Cela n’a pas toujours été le cas, mais Guillermo Del Toro fait désormais office de réel nom prestigieux dans l’industrie. Un artiste dont la sensibilité et l’amour immodéré pour les monstres en tout genre transpire dans chacune de ses œuvres. Un corpus éclectique en terme d’ampleur depuis plus de 30 ans, oscillant entre blockbusters populaires et films plus intimistes. Et à l’occasion de la sortie de son Frankenstein sur Netflix, revenons sur l’ensemble de sa filmographie avec un petit Top !
Guillermo Del Toro fait partie d’un renouveau du cinéma mexicain, au même titre que ses comparses Alfonso Cuarón (Roma, Disclaimer, Les Fils de l’Homme) et Alejandro González Iñárritu (The Revenant, Birdman, Amours chiennes). Véritable adorateur des monstres et du fantastique au sens le plus large, le bougre s’est illustré via une filmographie riche. Entre blockbusters d’auteur et films plus intimistes, la constance artistique est de mise dans chacun de ses projets de part sa sensibilité à fleur de peau.
Voici donc un classement (évidemment le seul le vrai !) de la filmographie de Guillermo Del Toro en tant réalisateur. En effet, il convient également de noter que le cinéaste mexicain a aussi produit des séries (Trollhunters, Le Cabinet de Curiosités) et a été consultant sur certains films d’animation Dreamworks (Les Cinq Légendes). Un bel échantillon sachant que bon nombre de projets du bonhomme ont été avortés (un western Le Comte de Monte-Cristo, Le Fantôme de l’Opéra, Le Hobbit, Justice League Dark, Doctor Strange, Je suis une Légende, Halo…), tandis qu’on espère encore le voir s’atteler aux Montagnes Hallucinées...
1- Le Labyrinthe de Pan (2006)

Le chef-d’œuvre incontesté de Guillermo Del Toro ! Le Labyrinthe de Pan détient d’ailleurs encore la couronne de la plus longue standing ovation jamais enregistrée au Festival de Cannes. Prenant place au début de l’ère totalitaire de l’Espagne franquiste, cette parabole d’un conte de fée place la jeune Ofelia dans une quête pour sauver un mystérieux royaume souterrain. Devant braver diverses épreuves, elle devra non seulement braver divers dangers fantastiques mais aussi prendre en compte la poigne de fer de son cruel beau-père.

Entrées:
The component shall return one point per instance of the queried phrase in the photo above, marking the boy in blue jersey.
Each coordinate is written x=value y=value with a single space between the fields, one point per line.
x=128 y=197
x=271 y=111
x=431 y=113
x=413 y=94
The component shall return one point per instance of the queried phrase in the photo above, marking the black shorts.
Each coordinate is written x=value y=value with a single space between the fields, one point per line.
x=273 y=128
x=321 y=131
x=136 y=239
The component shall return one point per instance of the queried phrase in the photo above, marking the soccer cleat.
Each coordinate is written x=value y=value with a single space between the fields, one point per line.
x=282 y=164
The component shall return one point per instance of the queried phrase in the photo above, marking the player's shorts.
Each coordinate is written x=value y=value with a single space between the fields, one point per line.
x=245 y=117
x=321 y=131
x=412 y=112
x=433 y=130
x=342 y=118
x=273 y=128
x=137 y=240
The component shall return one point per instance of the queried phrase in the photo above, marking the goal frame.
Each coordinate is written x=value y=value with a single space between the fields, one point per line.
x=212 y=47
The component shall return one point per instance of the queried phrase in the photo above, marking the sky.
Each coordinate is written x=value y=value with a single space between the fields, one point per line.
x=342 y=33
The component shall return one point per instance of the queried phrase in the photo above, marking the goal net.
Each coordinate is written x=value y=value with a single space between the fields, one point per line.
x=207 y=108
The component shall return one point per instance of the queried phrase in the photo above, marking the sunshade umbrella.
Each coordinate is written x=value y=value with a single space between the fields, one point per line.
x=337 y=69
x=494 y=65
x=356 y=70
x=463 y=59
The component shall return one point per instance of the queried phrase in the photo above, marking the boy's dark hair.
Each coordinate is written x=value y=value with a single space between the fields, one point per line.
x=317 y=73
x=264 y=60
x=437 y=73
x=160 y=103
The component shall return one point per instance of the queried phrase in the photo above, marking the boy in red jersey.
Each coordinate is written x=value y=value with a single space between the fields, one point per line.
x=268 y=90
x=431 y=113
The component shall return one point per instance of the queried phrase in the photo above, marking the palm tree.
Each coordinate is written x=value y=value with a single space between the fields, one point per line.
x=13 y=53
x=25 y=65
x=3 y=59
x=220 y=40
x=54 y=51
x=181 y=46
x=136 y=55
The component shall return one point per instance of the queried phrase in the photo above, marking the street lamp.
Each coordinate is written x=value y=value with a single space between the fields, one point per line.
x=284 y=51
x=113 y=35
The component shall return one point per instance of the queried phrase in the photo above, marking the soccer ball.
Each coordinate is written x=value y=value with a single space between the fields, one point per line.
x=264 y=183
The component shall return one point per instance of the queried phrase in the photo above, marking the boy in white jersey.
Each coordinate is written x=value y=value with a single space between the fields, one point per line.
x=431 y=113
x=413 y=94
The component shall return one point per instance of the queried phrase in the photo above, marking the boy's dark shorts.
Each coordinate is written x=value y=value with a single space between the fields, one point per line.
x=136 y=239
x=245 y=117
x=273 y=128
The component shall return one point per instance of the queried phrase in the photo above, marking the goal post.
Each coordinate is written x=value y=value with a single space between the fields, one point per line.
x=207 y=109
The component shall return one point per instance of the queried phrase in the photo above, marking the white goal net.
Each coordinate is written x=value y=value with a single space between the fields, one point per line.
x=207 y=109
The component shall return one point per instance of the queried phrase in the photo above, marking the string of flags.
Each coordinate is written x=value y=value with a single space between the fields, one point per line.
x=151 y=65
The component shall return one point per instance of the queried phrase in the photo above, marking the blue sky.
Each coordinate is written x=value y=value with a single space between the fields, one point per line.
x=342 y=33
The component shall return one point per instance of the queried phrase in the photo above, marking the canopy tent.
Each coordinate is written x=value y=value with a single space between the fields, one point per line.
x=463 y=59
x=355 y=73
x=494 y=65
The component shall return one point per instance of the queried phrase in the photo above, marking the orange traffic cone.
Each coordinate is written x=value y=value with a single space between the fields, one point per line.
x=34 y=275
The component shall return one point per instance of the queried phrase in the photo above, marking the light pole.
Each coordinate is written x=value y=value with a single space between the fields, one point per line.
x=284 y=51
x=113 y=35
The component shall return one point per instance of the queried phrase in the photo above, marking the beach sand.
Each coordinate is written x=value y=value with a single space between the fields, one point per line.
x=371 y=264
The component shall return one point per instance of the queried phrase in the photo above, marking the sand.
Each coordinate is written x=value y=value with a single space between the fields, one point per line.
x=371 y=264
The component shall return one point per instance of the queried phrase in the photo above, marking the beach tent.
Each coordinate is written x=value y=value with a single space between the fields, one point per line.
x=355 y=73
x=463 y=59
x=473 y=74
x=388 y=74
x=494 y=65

Consigne:
Relevez tous les projets avortés de Guillermo Del Toro cités dans l'article sur sa filmographie.

Corrigé:
- un western Le Comte de Monte-Cristo
- Le Fantôme de l'Opéra
- Le Hobbit
- Justice League Dark
- Doctor Strange
- Je suis une Légende
- Halo